> Stored data
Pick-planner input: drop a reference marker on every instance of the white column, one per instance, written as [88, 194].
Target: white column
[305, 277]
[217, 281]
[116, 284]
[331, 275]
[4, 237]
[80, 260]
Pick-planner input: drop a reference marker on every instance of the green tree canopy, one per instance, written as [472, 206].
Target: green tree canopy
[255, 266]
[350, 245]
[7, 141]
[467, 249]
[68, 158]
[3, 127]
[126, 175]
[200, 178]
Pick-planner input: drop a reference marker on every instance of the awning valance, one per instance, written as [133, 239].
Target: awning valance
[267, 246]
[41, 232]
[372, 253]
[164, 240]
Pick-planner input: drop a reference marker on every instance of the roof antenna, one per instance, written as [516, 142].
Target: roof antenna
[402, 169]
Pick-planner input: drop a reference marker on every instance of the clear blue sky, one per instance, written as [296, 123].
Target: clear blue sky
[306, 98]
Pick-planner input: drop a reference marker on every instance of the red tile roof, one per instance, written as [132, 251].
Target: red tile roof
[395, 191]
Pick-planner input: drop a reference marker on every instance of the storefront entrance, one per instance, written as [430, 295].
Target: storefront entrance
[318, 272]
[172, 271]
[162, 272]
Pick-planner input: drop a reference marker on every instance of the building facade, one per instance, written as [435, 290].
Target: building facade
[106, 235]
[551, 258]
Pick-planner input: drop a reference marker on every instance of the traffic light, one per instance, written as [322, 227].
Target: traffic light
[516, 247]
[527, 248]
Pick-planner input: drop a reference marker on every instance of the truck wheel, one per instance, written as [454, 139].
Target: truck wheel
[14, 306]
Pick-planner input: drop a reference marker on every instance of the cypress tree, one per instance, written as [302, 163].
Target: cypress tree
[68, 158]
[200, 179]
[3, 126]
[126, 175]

> What the exercise asks
Arrange all of the data above as a two-column CSV with the headers "prompt" and "points", one row for each line beginning "Pick-planner input". Put that line and the "Target" line under it in "prompt", and its coordinates in "points". Each value goes in one quoted field, with line breaks replaced by spaces.

> Exercise solution
prompt,points
"Pick-planner input: drop a reference marker on every instance of the white column, one per instance, written as [88, 194]. Target: white column","[305, 277] [217, 281] [116, 284] [331, 275] [4, 237] [80, 260]"
"Pick-planner input: drop a reference marker on every instance of the green tree canopy, one per instance, written as [472, 206]. Target: green tree canopy","[255, 266] [350, 245] [7, 141] [467, 249] [68, 158] [3, 127] [126, 175] [200, 178]"
"Pick-planner input: drop a reference marker on every instance of the awning valance, one per instance, written as [133, 239]. Target: awning valance","[267, 246] [41, 232] [372, 253] [164, 240]"
"Pick-planner input: drop a reference marker on every instance of the roof antenna, one per instance, written as [516, 142]. Target: roof antenna","[402, 169]"
"Pick-planner input: drop a reference marker on every instance of the clear blue sky, one per instance, written as [296, 123]. Target: clear blue sky","[306, 98]"
"Pick-planner input: drop a reference marker on every instance of the red tile roof, one per instance, written as [132, 251]. Target: red tile roof","[395, 191]"
"Pick-planner input: drop a reference marker on every instance of the storefront entrance, one per instance, written as [430, 295]. Target: storefront entrance","[318, 272] [172, 271] [162, 272]"
"Pick-planner input: drop a reference marker on every instance of the building facade, one per instance, written as [435, 290]. Target: building facade","[106, 235] [551, 258]"
"Pick-planner input: drop a reference marker on every instance of the traffic light, one per instance, written as [322, 227]. Target: traffic light","[516, 247] [527, 248]"
"Pick-planner input: drop a reference marker on every instance of the truck wheel, one per instance, written as [454, 139]. Target: truck wheel","[14, 306]"
"Pick-planner input: drop a reference marker on every instance of the cypress tree, one per instance, written as [302, 163]. Target: cypress tree","[68, 158] [200, 179] [3, 126] [126, 175]"